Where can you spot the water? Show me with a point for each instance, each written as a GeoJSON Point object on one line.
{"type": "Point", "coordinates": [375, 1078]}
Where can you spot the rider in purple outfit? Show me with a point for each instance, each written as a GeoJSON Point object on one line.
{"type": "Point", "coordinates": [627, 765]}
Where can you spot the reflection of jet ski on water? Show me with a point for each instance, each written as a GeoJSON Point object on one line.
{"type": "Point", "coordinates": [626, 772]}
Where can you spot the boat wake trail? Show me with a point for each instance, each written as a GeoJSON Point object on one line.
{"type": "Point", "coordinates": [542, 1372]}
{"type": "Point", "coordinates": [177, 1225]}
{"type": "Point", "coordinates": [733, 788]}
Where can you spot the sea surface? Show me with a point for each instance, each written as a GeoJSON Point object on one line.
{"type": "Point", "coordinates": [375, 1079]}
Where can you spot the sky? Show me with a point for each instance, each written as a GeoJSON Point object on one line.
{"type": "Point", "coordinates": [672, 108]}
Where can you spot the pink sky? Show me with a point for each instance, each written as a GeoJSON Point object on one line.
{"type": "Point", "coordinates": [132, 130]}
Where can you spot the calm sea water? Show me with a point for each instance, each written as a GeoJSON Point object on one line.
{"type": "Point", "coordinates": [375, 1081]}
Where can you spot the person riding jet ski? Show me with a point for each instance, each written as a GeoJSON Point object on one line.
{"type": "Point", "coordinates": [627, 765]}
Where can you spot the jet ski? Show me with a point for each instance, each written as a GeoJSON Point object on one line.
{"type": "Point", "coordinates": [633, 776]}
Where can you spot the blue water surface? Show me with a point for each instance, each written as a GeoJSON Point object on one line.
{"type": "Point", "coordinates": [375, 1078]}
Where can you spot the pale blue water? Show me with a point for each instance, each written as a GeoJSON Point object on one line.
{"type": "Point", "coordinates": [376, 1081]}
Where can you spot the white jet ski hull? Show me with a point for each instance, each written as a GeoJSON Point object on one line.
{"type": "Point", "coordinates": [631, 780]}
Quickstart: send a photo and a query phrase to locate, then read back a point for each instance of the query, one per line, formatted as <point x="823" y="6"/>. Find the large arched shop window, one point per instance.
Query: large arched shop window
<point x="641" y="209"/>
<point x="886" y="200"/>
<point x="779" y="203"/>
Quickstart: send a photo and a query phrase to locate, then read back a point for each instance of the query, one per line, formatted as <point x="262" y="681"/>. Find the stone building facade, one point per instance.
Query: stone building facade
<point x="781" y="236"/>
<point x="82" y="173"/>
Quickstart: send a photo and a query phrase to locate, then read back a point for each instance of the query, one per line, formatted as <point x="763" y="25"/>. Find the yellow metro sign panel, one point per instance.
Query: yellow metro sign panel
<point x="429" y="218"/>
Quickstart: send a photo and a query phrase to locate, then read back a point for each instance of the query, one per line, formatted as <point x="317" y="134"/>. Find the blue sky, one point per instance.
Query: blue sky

════════

* [PROBLEM DETAILS]
From the "window, one point per instance." line to the close of the listing, restate each line word for word.

* [CORRECT OUTPUT]
Quickstart: send a photo and a query phrase to locate, then read back a point for each instance of the query, one per line, formatted as <point x="823" y="6"/>. Find the large arched shop window, one point per instance.
Query: large arched shop window
<point x="641" y="209"/>
<point x="886" y="200"/>
<point x="779" y="203"/>
Quickstart: send a photo and a query phrase to locate, then read back a point for each instance of the query, one per line, formatted as <point x="262" y="681"/>. Find the stone building facade, one point per instance.
Query: stone building facade
<point x="781" y="236"/>
<point x="82" y="173"/>
Quickstart: send a photo and a query phrase to locate, then read back a point for each instance of the query, one per line, formatted as <point x="763" y="25"/>. Find the yellow metro sign panel, one point per instance.
Query: yellow metro sign panel
<point x="429" y="218"/>
Quickstart: send a photo and a query phrase to locate, then read back a point for each instance of the query, one per line, formatted as <point x="317" y="134"/>. Find the blue sky, one point per instance.
Query: blue sky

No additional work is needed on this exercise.